Extrait fourni:
▼

Mieux réglementer la sous-traitance

Le ferraillage n’est pas la seule branche victime des mauvais payeurs, le syndicaliste du Sit mentionne le cas d’Eco Clean Parquet Services Sàrl, dont le patron a laissé une trentaine d’employés sur le carreau à l’été 2022. Si le syndicat a pu obtenir le versement des salaires impayés, l’employeur indélicat a cumulé les poursuites des caisses. Ce qui n’empêche pas ce Monsieur de poursuivre ses activités entrepreneuriales, puisqu’il a ouvert une cave à vins à Confédération Centre.

Thierry Horner note qu’«un expert financier à mi-temps seulement est dévolu aux faillites frauduleuses alors que 700 faillites sont prononcées chaque année». «Constituer les dossiers est un travail monstre, est-ce que c’est à nous, les syndicats, d’aller chercher l’argent!?»

Les syndicats ne se contentent toutefois pas de dénoncer, ils avancent quatorze propositions concrètes (lire ci-dessous). L’idée est que les partenaires sociaux concluent un «pacte social» sous l’égide de l’Etat afin de disposer des moyens de tordre le bras des fraudeurs. Ces derniers évoluent surtout dans la sous-traitance, qu’il s’agit de mieux réglementer. En particulier le ferraillage, dont les prix se sont effondrés ces dernières années en raison de la concurrence sauvage imposée par le marché. Selon les estimations des syndicats, 80% des ferrailleurs sont sans statut légal et, de fait, particulièrement exposés à une précarisation extrême. Toutes les sociétés de ferraillage ne sont pas malhonnêtes, précise José Sebastiao. Mais ces patrons réglos sont certainement désavantagés par une concurrence déloyale.

▲

(Lignes de données)
▼

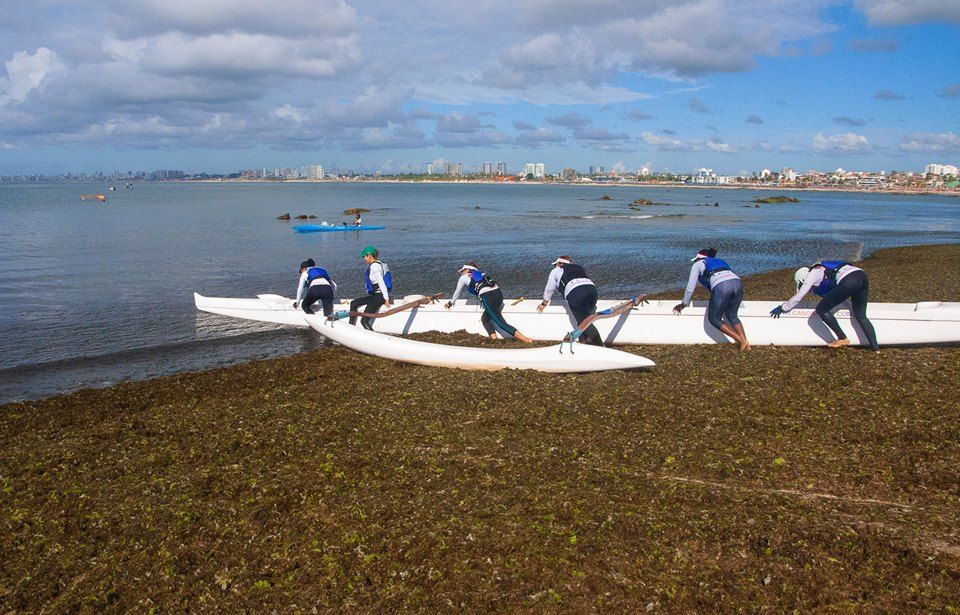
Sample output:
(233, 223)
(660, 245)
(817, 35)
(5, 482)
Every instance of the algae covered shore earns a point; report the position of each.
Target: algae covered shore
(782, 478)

▲
▼

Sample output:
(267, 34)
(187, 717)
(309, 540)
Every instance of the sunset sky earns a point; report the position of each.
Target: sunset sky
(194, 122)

▲

Vos tâches:
(1) Recopiez le passage du texte sur la sous-traitance qui commence par les mots « Le ferraillage n’est » et se termine par « à Confédération Centre. ».
(2) Relevez tous les nombres écrits en chiffres dans le texte sur la sous-traitance.
(3) Indiquez pour chaque affirmation si elle concorde avec le texte sur la sous-traitance, en répondant par oui ou par non et en citant les mots du texte qui tranchent. (a) Les syndicats présentent quatorze propositions concrètes. (b) Selon José Sebastiao, toutes les sociétés de ferraillage sont malhonnêtes. (c) Le patron d'Eco Clean Parquet Services Sàrl a ouvert une cave à vins.

Corrigé des exercices:
(1)
Le ferraillage n’est pas la seule branche victime des mauvais payeurs, le syndicaliste du Sit mentionne le cas d’Eco Clean Parquet Services Sàrl, dont le patron a laissé une trentaine d’employés sur le carreau à l’été 2022. Si le syndicat a pu obtenir le versement des salaires impayés, l’employeur indélicat a cumulé les poursuites des caisses. Ce qui n’empêche pas ce Monsieur de poursuivre ses activités entrepreneuriales, puisqu’il a ouvert une cave à vins à Confédération Centre.

(2) 2022, 700, 80 (80%)

(3)
(a) Oui : « ils avancent quatorze propositions concrètes ».
(b) Non : « Toutes les sociétés de ferraillage ne sont pas malhonnêtes, précise José Sebastiao ».
(c) Oui : « il a ouvert une cave à vins à Confédération Centre ».